:: INPUT RECORDS ::

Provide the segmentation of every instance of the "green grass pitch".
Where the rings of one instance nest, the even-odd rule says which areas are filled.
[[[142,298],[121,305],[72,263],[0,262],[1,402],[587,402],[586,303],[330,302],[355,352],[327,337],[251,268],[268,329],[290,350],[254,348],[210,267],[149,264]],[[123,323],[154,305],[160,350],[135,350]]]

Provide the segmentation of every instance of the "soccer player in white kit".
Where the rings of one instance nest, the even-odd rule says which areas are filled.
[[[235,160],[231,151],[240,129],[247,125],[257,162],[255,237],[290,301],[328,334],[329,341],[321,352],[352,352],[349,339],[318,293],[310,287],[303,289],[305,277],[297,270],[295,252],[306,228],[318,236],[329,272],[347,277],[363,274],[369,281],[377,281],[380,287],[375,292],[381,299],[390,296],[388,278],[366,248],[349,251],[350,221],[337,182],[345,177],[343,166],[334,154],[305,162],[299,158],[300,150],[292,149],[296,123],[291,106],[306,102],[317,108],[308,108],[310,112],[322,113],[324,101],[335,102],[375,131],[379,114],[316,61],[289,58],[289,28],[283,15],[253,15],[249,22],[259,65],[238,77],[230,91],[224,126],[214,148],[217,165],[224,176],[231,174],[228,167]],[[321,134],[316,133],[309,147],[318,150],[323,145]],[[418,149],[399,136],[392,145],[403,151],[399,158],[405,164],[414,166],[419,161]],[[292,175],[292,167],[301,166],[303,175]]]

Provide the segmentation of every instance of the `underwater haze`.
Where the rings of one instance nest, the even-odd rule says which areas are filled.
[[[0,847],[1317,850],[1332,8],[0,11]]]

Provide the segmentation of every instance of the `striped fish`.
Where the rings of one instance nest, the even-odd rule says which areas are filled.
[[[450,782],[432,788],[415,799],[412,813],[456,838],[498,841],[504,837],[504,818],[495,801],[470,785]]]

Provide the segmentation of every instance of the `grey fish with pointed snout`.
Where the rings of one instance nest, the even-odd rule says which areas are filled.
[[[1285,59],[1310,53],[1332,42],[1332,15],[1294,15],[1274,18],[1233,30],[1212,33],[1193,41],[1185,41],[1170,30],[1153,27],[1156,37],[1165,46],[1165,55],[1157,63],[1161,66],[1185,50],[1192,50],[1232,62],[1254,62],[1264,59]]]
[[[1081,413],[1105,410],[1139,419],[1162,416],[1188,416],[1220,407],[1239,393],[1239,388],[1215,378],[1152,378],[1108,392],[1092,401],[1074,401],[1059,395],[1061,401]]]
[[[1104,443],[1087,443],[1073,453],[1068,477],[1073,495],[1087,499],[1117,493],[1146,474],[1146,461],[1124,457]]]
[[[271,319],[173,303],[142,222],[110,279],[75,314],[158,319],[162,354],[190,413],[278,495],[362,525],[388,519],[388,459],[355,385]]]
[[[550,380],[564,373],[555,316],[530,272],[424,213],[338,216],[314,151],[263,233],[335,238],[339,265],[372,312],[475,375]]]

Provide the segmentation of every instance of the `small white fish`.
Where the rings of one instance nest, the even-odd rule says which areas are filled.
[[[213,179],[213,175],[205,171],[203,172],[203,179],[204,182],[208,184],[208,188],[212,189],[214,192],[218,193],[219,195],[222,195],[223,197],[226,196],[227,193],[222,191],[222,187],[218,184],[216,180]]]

:::

TASK DIRECTIONS » Copy the entries exactly as they appear.

THE COMPLETED TASK »
Provide the segmentation of every instance of the "green grass pitch".
Where the rings of one instance nest, the even-odd rule says which areas are filled.
[[[142,298],[121,305],[72,263],[0,262],[1,402],[587,402],[586,303],[330,302],[355,352],[327,337],[251,268],[268,329],[290,350],[254,348],[210,267],[149,264]],[[123,323],[154,305],[160,350],[135,350]]]

Provide the segmentation of every instance of the "soccer player in white kit".
Where the rings of one instance nest, the even-odd rule says which areas are filled.
[[[235,160],[231,151],[240,129],[247,125],[257,162],[255,237],[290,301],[328,334],[329,341],[321,352],[352,352],[349,339],[318,293],[310,287],[303,289],[305,277],[297,270],[295,252],[306,228],[318,236],[329,272],[347,277],[363,274],[369,281],[377,281],[380,287],[375,292],[381,299],[390,296],[388,278],[366,248],[349,251],[350,221],[337,182],[345,177],[343,166],[334,154],[305,162],[299,158],[300,150],[292,149],[296,123],[291,106],[306,102],[317,108],[308,108],[310,112],[322,113],[324,101],[335,102],[375,131],[379,114],[316,61],[289,58],[289,28],[283,15],[253,15],[249,22],[259,65],[238,77],[230,91],[224,126],[214,148],[217,165],[224,176],[231,174],[228,167]],[[321,134],[316,133],[309,147],[318,150],[323,145]],[[418,149],[399,136],[392,145],[403,151],[399,158],[405,164],[414,166],[419,161]],[[292,175],[292,167],[301,166],[303,175]]]

Provide the segmentation of every instance of the `underwater haze`.
Where the rings of one instance nest, the even-odd rule says which areas are filled.
[[[0,847],[1317,850],[1332,8],[0,11]]]

Provide the segmentation of every instance of the `striped fish`.
Where the rings of one instance nest, the even-odd rule says which areas are filled.
[[[450,782],[432,788],[415,799],[412,813],[456,838],[498,841],[504,837],[504,818],[495,801],[470,785]]]

Provide the segmentation of every instance of the `grey fish with pointed snout`.
Where the rings of one instance nest, the even-odd rule says which areas are filled.
[[[1285,59],[1310,53],[1332,42],[1332,15],[1294,15],[1274,18],[1233,30],[1212,33],[1193,41],[1185,41],[1170,30],[1153,27],[1156,37],[1165,46],[1165,55],[1157,63],[1161,66],[1185,50],[1192,50],[1232,62],[1254,62],[1264,59]]]
[[[1081,413],[1105,410],[1139,419],[1162,416],[1188,416],[1220,407],[1239,393],[1239,388],[1215,378],[1152,378],[1108,392],[1092,401],[1074,401],[1059,395],[1061,401]]]
[[[1104,443],[1087,443],[1073,453],[1068,477],[1073,495],[1087,499],[1117,493],[1146,474],[1146,461],[1124,457]]]
[[[271,319],[173,303],[142,222],[110,279],[75,314],[158,319],[162,354],[190,413],[278,495],[362,525],[388,519],[388,459],[355,385]]]
[[[550,380],[564,373],[555,316],[530,272],[424,213],[338,216],[314,151],[263,233],[335,238],[339,265],[372,312],[475,375]]]

Provide the segmentation of every instance of the `small white fish`.
Where the rings of one instance nest, the even-odd rule says which areas are filled.
[[[213,179],[213,175],[205,171],[203,172],[203,179],[204,182],[208,184],[208,188],[212,189],[214,192],[218,193],[219,195],[222,195],[223,197],[226,196],[227,193],[222,191],[222,187],[218,184],[216,180]]]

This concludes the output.